Exercise text:
*** Begin section ***

Morphological Differences in Short Side Chain and Long Side Chain Perfluorosulfonic Acid Proton Exchange Membranes at Low and High Water Contents

Wednesday, 8 October 2014: 08:00
Sunrise, 2nd Floor, Jupiter 4 & 6 (Moon Palace Resort)
S. K. Buratto and N. J. Economou (University of California, Santa Barbara)
Ionomer membrane materials such as Dupont’s Nafion® (a sulfonated tetrafluoroethylene based fluoropolymer) have long been used as the proton conducting medium in proton exchange membrane (PEM) fuel cells. It has recently been shown that short side chain perfluorosulfonic acid membranes such as Hyflon Ion® developed by Solexis can outperform the benchmark long side chain material, DuPont’s Nafion®. Despite these promising results, a detailed understanding of the relationship between membrane morphology, hydration, and fuel cell performance has yet to be achieved. Using atomic force microscopy (AFM) phase imaging over a wide range of relative humidity and in solution, we compare a Nafion 212 membrane to Hyflon Ion® E87-05 and find evidence of the improved performance in the latter.  Hyflon exhibits a higher hydrophilic surface area across all water contents, explaining its higher proton conductivity and fuel cell performance. At high water contents, the surface of Nafion® undergoes significant structural rearrangement and forms large rod-like features parallel to the surface, whereas the Hyflon Ion® membrane undergoes little if any such transition. [see the figure]  We show using conductive AFM that these features are insulating, which indicates they most likely consist of a fluorocarbon layer surrounding a hydrophilic core and do not contribute to fuel cell performance. The ability of Hyflon to undergo changes in water content with minimal rearrangement of hydrophilic domains implies an ability to operate more effectively under variable relative humidity.

*** End section ***

Material provided:
*** Begin section ***

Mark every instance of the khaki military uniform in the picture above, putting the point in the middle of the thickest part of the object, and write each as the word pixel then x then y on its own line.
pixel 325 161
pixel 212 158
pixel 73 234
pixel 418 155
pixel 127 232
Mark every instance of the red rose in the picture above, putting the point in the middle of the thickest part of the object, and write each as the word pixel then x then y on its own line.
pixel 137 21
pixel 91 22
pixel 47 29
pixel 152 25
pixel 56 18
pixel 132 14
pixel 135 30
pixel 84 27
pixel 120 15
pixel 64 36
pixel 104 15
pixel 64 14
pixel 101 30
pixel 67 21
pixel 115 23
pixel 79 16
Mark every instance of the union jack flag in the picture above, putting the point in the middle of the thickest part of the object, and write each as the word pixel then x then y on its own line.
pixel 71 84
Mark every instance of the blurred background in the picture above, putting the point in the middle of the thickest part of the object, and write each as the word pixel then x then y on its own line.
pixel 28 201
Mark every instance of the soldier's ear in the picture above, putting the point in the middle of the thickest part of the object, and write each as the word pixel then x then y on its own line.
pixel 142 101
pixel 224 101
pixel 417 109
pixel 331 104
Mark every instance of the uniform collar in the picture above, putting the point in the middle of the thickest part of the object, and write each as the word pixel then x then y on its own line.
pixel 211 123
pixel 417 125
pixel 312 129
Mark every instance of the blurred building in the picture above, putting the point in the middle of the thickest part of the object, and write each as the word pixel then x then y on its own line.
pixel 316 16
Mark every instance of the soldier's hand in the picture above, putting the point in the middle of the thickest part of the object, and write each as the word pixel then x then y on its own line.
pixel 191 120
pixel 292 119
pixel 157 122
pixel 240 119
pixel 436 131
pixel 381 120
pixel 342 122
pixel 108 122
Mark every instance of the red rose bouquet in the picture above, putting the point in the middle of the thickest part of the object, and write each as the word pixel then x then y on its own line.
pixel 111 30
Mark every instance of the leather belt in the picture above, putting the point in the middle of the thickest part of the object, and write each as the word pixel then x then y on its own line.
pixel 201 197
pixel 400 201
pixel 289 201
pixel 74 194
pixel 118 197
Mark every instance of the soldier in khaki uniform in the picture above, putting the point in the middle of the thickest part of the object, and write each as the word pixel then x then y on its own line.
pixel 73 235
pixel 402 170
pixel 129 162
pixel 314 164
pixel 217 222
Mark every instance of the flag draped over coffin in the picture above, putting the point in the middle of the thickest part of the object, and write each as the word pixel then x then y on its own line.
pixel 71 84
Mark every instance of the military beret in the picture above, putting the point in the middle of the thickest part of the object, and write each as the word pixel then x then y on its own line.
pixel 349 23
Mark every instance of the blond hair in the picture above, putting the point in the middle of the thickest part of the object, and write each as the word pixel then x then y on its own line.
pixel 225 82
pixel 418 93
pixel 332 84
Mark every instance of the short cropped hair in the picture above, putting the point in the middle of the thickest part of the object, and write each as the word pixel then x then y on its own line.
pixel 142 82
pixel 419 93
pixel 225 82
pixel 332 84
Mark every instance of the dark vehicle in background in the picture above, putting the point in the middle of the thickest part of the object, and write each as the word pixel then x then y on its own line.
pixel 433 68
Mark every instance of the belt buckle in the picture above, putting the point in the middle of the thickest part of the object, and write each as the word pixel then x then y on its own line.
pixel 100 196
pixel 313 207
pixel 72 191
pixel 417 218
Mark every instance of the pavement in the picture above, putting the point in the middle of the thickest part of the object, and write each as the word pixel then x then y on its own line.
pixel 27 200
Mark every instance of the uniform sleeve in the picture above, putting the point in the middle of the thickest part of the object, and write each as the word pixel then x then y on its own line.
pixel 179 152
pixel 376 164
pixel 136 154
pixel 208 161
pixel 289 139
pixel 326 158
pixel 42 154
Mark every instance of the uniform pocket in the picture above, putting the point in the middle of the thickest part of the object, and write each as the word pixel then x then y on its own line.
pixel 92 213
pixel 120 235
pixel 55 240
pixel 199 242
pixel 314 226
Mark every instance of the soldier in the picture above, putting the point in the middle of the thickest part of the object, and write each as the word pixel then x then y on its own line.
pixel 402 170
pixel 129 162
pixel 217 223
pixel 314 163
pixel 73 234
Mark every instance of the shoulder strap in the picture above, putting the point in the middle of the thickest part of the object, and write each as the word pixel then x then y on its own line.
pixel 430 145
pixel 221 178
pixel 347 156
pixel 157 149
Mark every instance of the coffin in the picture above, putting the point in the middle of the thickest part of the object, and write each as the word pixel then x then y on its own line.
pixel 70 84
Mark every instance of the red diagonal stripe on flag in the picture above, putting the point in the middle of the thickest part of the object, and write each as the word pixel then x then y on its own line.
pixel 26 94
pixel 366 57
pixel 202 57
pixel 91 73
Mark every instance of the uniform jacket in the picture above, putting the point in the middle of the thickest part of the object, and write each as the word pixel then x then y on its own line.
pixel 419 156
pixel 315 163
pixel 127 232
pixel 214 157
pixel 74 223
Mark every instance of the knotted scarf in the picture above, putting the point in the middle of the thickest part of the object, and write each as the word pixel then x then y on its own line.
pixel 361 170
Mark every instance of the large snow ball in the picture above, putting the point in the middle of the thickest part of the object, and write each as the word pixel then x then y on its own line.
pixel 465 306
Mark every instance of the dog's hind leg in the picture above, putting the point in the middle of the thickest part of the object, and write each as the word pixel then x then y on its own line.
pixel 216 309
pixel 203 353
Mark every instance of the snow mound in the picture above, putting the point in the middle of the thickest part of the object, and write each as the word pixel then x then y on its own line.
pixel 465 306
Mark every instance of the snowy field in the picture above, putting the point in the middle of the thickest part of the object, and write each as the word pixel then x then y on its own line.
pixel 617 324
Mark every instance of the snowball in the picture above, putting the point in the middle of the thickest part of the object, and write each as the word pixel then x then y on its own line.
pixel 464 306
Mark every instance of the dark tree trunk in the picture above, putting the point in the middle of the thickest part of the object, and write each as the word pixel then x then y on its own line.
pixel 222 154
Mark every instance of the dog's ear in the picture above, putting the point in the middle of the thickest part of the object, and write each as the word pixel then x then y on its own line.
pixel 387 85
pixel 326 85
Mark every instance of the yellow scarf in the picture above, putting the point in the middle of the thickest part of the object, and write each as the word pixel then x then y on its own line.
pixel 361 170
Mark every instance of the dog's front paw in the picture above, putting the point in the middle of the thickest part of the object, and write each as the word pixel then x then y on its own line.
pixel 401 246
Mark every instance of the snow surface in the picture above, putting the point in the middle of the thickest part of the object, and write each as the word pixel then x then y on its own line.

*** End section ***

What to work on:
1. Answer each question from the membrane abstract.
(a) Which material is named as the benchmark long side chain material?
(b) Which imaging method was used over a wide range of relative humidity and in solution?
(c) What did conductive AFM show about the rod-like features?
2. Reproduce the passage of the membrane abstract between "Morphological Differences in" and "(Moon Palace Resort)", inclusive.
The items play no part in this exercise.

Results of the tasks:
1.
(a) DuPont's Nafion®
(b) Atomic force microscopy (AFM) phase imaging
(c) That they are insulating

2.
Morphological Differences in Short Side Chain and Long Side Chain Perfluorosulfonic Acid Proton Exchange Membranes at Low and High Water Contents

Wednesday, 8 October 2014: 08:00
Sunrise, 2nd Floor, Jupiter 4 & 6 (Moon Palace Resort)